• Aim A
Which lines of the entries below contain the string "canopy"? List each such line in full.

Analysts are actually witnessing a V-shaped phenomenon, Swanson said during the MFS Investment Outlook Conference Tuesday. U.S. companies are more profitable, thanks to higher productivity and unit labor costs that had dropped by almost 6% as of June 30, the latest data available.
The economic downturn has also created pent-up demand for housing and cars, Swanson said. Since the peak of the housing expansion, 4 million families were formed, with housing becoming more affordable now as it was 30 years ago. Also, the average American is driving a 9 ½-year-old vehicle, which is the oldest auto mobile he or she has ever owned, Swanson said. Consumers are also getting a boost from gas and heating oil prices, which plummeted last year and put $160 billion of spending money back into American households. “If this is the worst that could happen to the U.S. consumer, then why wouldn’t they sit around by a fire in their shawl and never go to the mall?” Swanson said.
Another reason that consumers can help improve the U.S. economy is that they have multiple sources of income, Swanson said. During the previous three major U.S. economic crises—the Great Depression, and the recessions of the 1970s and 1980s—about 98% of total average household was brought in by the chief wage earner. Now, on average, wages account for 60% of a household’s income, and the rest comes from investment income, deposits, rental streams, pensions and government payout such as Social Security and unemployment insurance. “The damage to a family losing a job is not as material,” Swanson said.
While the U.S. technically exited its recession with 3.5% gross domestic product (GDP) growth last quarter, several issues would dampen sustained growth over the next several years. Consumers are heavily leveraged, taxes are on the rise, governments will need to manage substantial fiscal deficits and the banking sector is not as healthy as it had been in previous recoveries, said Michael Roberge, executive vice president and chief investment officer of U.S. investments for MFS.
But there are long-term opportunities for investors. Companies are recovering from bottomed-out earnings, especially in the financial sector, and their stocks are undervalued. That means large-cap stocks will be very good financial assets over the next decade, Roberge said. Shares of higher-quality companies have underperformed those of lower-quality companies by 40%, form March 9 through Sept. 15, Roberge said. Another potential lure for investors: dividend yields are at levels not seen in 50 years. “Investors will want to own companies that can defend share, have good barriers to entry, have good returns, generate good free cash flow and are good stewards of capital for shareholders,” Roberge said.
The technology sector, in particular, should be very attractive for investors, Swanson said. Technology companies now make up 19% of the Standard & Poor’s 500 and generate 25% of all the free cash flow of publicly traded companies right now in the U.S.

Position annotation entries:

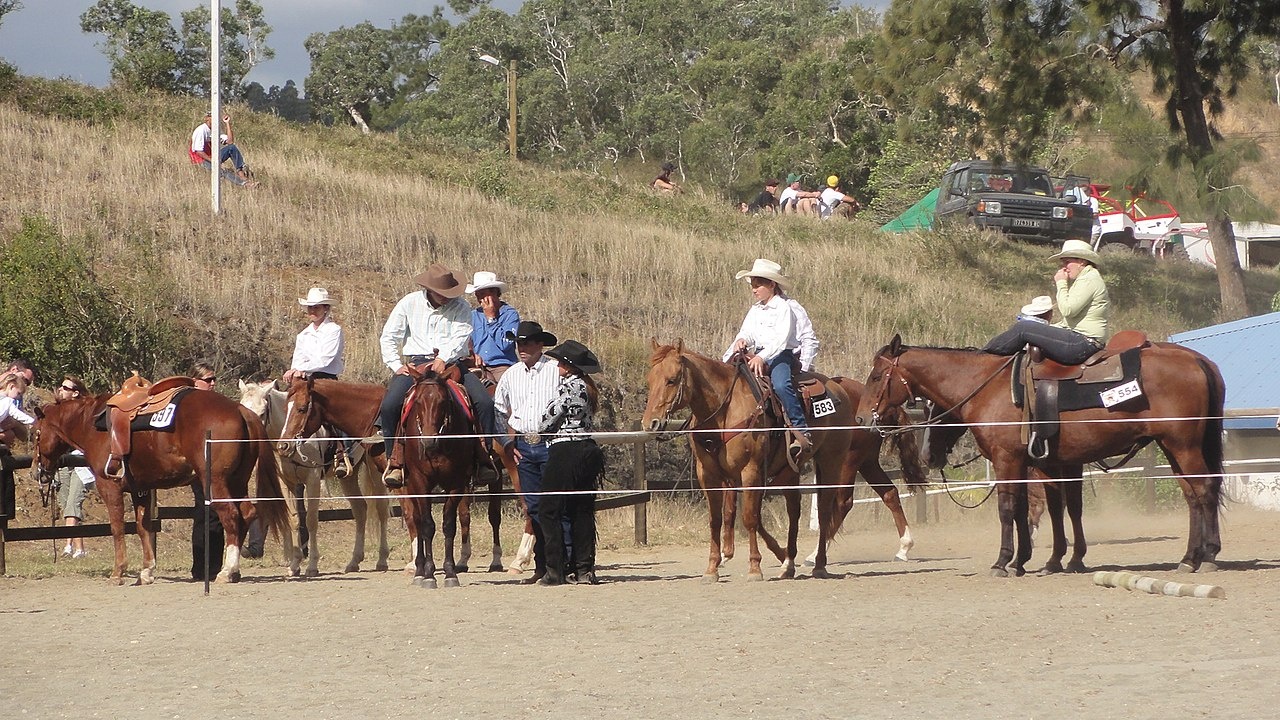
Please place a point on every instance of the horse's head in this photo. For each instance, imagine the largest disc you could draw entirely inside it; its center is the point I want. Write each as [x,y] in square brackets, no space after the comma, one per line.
[668,378]
[302,413]
[887,384]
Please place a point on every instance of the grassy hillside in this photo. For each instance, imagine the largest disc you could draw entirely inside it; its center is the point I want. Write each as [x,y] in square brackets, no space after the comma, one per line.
[590,258]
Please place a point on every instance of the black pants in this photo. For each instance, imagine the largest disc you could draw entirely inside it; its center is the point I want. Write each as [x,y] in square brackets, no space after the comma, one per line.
[213,536]
[572,465]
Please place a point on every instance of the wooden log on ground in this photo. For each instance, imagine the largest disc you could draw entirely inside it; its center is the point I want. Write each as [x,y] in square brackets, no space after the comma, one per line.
[1153,586]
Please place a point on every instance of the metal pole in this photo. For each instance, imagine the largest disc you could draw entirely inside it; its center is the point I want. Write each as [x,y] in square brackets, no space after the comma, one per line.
[215,121]
[511,109]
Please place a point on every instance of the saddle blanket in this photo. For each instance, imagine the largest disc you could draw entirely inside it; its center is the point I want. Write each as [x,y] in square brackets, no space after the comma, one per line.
[1075,396]
[159,420]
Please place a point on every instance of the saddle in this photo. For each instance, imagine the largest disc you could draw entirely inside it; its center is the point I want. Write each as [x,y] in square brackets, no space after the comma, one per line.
[1107,378]
[137,397]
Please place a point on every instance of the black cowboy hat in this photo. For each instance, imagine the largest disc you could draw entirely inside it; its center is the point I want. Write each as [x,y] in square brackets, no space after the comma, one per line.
[529,329]
[576,355]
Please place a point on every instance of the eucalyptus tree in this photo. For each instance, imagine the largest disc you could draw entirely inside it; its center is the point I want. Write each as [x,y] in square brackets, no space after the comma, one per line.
[1194,54]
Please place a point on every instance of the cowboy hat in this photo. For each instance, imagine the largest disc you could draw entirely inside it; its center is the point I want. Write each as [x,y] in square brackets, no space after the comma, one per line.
[316,296]
[485,279]
[766,269]
[1038,305]
[1079,250]
[438,278]
[529,329]
[577,355]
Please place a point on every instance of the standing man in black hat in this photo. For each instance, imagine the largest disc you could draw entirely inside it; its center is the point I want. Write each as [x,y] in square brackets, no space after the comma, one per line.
[522,396]
[428,329]
[575,464]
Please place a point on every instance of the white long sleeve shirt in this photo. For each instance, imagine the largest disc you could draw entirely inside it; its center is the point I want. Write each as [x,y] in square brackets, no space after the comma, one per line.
[776,326]
[417,328]
[319,349]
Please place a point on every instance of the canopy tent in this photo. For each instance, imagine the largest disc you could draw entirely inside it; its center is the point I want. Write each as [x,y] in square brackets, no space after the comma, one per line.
[917,217]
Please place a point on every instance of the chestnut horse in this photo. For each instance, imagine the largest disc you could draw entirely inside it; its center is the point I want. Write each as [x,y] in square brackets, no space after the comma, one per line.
[1180,410]
[352,409]
[736,458]
[163,459]
[302,465]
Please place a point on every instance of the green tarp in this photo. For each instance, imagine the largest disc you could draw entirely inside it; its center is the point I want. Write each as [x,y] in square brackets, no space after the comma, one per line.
[917,217]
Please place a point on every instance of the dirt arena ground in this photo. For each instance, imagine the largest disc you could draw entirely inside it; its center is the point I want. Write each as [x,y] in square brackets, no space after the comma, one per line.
[931,638]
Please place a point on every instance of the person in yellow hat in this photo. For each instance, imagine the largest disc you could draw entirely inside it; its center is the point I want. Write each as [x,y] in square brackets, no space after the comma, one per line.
[1082,301]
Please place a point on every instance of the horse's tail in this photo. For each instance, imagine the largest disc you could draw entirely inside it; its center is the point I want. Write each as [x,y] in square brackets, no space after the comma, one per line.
[1212,442]
[272,506]
[914,473]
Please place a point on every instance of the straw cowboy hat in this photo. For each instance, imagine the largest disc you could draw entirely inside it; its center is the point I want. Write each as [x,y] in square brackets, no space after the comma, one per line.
[316,296]
[529,329]
[1078,249]
[438,278]
[768,270]
[577,355]
[485,279]
[1038,305]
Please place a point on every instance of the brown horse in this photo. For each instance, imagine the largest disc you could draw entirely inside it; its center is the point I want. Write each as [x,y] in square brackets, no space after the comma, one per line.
[731,456]
[1180,410]
[174,459]
[352,409]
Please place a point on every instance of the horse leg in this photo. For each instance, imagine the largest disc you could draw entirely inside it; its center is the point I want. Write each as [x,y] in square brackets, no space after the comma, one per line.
[888,495]
[451,527]
[142,519]
[462,510]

• Aim B
Condense the paragraph of the economic outlook excerpt above that begins "While the U.S. technically exited" into a short bulleted list of its main points.

• Task response A
Please place a point on every instance of the canopy tent in this photo. For each instance, imagine the largest disc you could draw entirely inside it; its center is the point I want. Write each as [x,y] in square brackets, no space after the comma, one per line.

• Task response B
- The U.S. technically left its recession, with 3.5% GDP growth last quarter.
- Several issues would hold back sustained growth over the next several years:
  - Consumers are heavily leveraged.
  - Taxes are rising.
  - Governments must manage substantial fiscal deficits.
  - The banking sector is less healthy than in previous recoveries.
- Source: Michael Roberge, executive vice president and chief investment officer of U.S. investments for MFS.